• [引用段落]:
# # # # #

污点追踪的主要原理是,在输入处构造一些带有标签的数据,然后在敏感函数和位置设置Hook ,观察带有标签的输入数据是否能够流到这个位置来判断漏洞是否存在.我们以prvd (https://github.com/fate0/prvd ,PHP 污点追踪工具)为例子介绍污点追踪.prvd 包含了生成污点数据,追踪数据流,复现漏洞.该项目的作者还写了一个PHP Hook 框架xmark (https://github.com/fate0/xmark ),这两者一起结合使用.整体结构如下:

先提示一下,xmark 框架分两点:1.重定向Opcode 的执行回调函数,达到Hook Opcode 的执行;2.重命名原函数名,然后再自定义同名函数达到Hook .先来看看prvd 的PHP.ini 文件,配置数据如下:

auto_prepend_file = "/data/prvd/src/Entry.php"   #  导入prvd 的Entry.php ,这是为了给输入打污染标签.

[xmark]  #  导入XMARK hook 框架
xmark.enable = 1
xmark.rename_enable = 0
xmark.rename_classes = "  #  重命名类名称
    SQLite3:prvd_SQLite3,
    mysqli:prvd_mysqli,
    PDO:prvd_PDO,
"

# # # # #

• [练习目标]:
将关于污点追踪的这段文字中从含有“先提示一下,xmark 框架分两点:1.重定向Opcode 的执行回调函数,达到Hook”的词句开始、到“导入prvd 的Entry.php ,这是为了给输入打污染标签.”结束的部分，一字不差地重新写出。 这些数据与本练习无关。

# # # # #

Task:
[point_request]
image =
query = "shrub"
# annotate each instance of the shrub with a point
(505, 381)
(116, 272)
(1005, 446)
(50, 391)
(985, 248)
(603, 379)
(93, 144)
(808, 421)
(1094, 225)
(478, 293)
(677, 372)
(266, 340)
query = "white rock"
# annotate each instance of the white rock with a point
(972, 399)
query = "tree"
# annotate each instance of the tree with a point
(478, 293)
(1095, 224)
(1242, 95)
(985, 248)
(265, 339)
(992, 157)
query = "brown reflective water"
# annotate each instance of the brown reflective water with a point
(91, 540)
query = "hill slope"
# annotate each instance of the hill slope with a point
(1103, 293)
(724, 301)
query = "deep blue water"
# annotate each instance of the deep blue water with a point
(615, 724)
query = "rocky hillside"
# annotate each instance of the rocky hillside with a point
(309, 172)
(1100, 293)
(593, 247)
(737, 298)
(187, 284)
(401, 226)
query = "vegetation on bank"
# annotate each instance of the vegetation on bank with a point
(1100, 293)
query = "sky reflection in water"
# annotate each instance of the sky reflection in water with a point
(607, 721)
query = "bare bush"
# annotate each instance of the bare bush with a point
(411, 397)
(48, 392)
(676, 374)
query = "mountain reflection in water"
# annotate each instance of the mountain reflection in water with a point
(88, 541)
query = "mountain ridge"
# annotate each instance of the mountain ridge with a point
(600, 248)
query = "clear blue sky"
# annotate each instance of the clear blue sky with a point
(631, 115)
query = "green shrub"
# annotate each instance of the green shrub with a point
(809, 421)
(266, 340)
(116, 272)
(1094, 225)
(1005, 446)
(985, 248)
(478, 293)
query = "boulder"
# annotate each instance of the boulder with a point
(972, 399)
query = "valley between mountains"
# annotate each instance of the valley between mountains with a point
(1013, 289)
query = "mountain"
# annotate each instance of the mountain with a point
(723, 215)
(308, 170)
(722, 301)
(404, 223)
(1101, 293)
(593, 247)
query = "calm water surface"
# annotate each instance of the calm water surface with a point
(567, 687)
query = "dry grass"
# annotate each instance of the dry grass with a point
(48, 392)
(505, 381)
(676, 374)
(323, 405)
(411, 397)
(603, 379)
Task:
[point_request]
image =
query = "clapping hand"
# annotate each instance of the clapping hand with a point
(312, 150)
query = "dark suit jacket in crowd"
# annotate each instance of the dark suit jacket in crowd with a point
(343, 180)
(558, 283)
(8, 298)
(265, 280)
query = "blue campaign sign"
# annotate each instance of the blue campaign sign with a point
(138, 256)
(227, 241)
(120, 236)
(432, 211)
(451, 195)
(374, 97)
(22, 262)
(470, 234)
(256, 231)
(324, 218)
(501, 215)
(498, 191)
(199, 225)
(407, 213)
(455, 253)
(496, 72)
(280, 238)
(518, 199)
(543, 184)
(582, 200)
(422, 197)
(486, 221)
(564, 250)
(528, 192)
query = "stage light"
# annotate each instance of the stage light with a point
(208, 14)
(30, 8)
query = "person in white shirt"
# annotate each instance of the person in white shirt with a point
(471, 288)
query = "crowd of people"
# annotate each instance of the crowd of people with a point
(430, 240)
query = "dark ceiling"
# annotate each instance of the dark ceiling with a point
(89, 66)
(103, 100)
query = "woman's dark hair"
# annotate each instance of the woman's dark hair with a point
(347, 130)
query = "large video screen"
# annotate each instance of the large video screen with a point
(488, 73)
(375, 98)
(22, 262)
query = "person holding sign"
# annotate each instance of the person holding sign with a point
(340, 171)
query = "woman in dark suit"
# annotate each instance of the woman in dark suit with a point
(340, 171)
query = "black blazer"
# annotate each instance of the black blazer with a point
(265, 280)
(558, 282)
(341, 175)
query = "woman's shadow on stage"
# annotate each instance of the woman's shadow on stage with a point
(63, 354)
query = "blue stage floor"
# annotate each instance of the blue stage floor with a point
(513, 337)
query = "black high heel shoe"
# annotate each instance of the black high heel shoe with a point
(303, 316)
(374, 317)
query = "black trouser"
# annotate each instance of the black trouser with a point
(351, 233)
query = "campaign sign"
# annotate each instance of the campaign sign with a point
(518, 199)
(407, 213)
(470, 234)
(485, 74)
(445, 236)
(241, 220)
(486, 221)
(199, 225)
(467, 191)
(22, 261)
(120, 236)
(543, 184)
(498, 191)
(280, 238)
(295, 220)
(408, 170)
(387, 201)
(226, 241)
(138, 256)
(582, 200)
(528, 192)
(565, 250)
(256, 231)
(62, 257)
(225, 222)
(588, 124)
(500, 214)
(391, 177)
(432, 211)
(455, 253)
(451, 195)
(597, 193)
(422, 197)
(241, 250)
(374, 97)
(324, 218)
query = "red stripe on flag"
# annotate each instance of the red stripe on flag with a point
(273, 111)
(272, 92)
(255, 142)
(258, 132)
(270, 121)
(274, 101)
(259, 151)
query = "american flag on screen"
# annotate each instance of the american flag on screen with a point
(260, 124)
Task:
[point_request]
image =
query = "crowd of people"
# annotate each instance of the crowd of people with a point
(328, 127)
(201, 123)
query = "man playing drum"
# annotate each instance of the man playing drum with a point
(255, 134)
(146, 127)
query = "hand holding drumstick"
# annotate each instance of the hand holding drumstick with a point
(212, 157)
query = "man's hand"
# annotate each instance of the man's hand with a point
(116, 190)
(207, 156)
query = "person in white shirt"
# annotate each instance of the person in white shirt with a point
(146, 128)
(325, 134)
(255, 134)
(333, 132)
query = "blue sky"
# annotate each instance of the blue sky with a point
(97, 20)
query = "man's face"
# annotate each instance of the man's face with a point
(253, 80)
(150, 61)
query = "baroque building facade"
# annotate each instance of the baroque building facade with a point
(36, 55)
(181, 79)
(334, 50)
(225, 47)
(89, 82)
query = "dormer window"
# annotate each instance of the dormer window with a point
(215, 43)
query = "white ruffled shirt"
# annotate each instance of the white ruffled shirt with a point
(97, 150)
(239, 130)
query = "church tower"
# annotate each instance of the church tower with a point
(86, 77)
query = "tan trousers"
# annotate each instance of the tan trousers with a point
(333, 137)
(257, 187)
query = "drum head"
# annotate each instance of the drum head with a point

# # # # #

• [练习解答]:
先提示一下,xmark 框架分两点:1.重定向Opcode 的执行回调函数,达到Hook Opcode 的执行;2.重命名原函数名,然后再自定义同名函数达到Hook .先来看看prvd 的PHP.ini 文件,配置数据如下:

auto_prepend_file = "/data/prvd/src/Entry.php"   #  导入prvd 的Entry.php ,这是为了给输入打污染标签.